Task objective:
Top to bottom, output the entries that follow exactly.

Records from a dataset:
┄┄┄┄┄┄┄┄┄┄
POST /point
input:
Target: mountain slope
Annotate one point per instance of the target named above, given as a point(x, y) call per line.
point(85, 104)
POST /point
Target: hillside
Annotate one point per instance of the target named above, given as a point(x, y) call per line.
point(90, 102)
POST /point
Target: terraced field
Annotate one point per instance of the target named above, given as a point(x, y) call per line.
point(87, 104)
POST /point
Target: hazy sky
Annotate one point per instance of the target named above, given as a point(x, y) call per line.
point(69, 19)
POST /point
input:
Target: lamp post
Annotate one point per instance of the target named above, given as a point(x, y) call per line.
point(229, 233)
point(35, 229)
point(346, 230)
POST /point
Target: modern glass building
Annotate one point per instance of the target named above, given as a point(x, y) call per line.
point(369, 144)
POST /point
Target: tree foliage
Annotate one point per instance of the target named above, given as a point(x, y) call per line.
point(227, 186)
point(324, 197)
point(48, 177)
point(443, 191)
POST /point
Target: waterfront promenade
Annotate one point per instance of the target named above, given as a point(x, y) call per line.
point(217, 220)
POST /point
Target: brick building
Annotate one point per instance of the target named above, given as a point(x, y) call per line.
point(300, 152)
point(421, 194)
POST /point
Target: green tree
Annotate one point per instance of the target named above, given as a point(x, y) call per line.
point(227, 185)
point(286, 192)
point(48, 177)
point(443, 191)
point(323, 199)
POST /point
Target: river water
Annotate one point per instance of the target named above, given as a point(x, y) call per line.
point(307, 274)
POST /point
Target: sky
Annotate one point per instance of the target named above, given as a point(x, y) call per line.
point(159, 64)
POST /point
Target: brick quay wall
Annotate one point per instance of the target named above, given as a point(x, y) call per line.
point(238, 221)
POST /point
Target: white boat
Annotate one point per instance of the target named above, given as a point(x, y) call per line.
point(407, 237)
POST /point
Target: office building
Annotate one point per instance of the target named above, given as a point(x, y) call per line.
┄┄┄┄┄┄┄┄┄┄
Result of this task:
POST /point
input:
Target: mountain slope
Annotate one point per instance of the target named above, given as a point(x, y) call per line.
point(85, 104)
POST /point
Target: hillside
Annotate one point per instance of the target named above, given as a point(x, y) call per line.
point(90, 102)
POST /point
Target: terraced field
Annotate one point per instance of the target named above, given as a point(x, y) call per line.
point(87, 104)
POST /point
Target: hazy sky
Annotate one point per instance of the target named above, given as a point(x, y) call per line.
point(69, 19)
POST /point
input:
Target: lamp post
Annotate one point per instance of the target named above, given as a point(x, y) call per line.
point(229, 233)
point(35, 229)
point(346, 230)
POST /point
Target: modern glass building
Annotate one point per instance of the target named above, given as a point(x, y) call per line.
point(369, 144)
POST /point
Target: tree foliage
Annotate one point per instance of the target named above, given as a point(x, y) call per line.
point(227, 186)
point(324, 197)
point(48, 177)
point(443, 191)
POST /point
Target: waterfront promenade
Annotate one point per instance of the target named above, given as a point(x, y) call per line.
point(217, 220)
POST /point
Target: brick building
Annotate one point per instance of the target named above, given as a point(x, y) call per line.
point(300, 152)
point(421, 194)
POST /point
Target: green tree
Annotate one point per instance of the target named above, given as a point(x, y) call per line.
point(227, 185)
point(286, 192)
point(48, 177)
point(443, 191)
point(323, 199)
POST /point
Target: river water
Annotate one point per instance of the target named above, given as a point(x, y) call per line.
point(307, 274)
POST /point
Target: sky
Annotate one point per instance of the target named above, given as a point(x, y) call per line.
point(159, 64)
POST /point
Target: brick quay wall
Annotate one point per instance of the target named above, given as a point(x, y) call per line.
point(238, 221)
POST /point
Target: white boat
Annotate one point per instance of the target named above, given as a point(x, y) call per line.
point(407, 237)
POST /point
Target: office building
Annotate one point per instance of the target named above, given as a point(x, y) call per line.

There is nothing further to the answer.